Each line of the listing below that includes "apple" must be copied.

==== GIVEN ENTRIES

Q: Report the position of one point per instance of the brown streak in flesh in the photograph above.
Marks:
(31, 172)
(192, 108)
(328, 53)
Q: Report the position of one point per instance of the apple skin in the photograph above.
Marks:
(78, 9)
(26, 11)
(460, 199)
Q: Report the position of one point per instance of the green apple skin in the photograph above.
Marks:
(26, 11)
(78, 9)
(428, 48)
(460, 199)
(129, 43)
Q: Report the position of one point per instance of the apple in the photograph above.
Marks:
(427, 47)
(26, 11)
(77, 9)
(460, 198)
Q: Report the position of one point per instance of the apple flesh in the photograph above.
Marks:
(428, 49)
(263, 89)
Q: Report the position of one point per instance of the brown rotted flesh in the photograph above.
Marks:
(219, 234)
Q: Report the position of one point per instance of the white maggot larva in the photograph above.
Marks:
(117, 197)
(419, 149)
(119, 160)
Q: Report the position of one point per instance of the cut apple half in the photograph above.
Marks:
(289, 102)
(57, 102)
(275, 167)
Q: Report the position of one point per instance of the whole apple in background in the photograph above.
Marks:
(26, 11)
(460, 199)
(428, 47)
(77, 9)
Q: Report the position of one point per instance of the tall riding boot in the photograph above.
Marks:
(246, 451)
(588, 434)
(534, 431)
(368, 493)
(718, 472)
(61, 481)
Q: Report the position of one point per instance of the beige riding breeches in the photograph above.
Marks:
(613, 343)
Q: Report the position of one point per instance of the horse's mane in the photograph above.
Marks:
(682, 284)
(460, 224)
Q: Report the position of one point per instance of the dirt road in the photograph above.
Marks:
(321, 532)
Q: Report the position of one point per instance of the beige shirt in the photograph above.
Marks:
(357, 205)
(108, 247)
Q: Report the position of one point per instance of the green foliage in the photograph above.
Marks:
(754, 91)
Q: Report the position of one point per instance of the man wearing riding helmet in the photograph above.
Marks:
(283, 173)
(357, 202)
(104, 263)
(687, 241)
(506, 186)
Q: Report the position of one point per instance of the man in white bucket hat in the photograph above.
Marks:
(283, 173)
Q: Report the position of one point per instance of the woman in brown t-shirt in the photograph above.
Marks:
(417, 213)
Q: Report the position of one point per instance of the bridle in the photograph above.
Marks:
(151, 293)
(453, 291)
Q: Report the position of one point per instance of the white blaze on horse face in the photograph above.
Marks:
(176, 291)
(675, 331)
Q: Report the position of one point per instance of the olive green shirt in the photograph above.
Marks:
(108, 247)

========

TASK OUTPUT
Q: Report the position of one point per instance of the apple skin in the photograph above.
Q: Report the position of one point per instance of the green apple skin in the photograph above.
Q: Report the position of one point per instance of the apple in the photograph above.
Q: Report the position of one point per instance of the apple flesh in the photograph above.
Q: Report the position of one point per instance of the cut apple half in the photograph above.
Q: Report the position of one point per instance of the whole apple in background in the photograph above.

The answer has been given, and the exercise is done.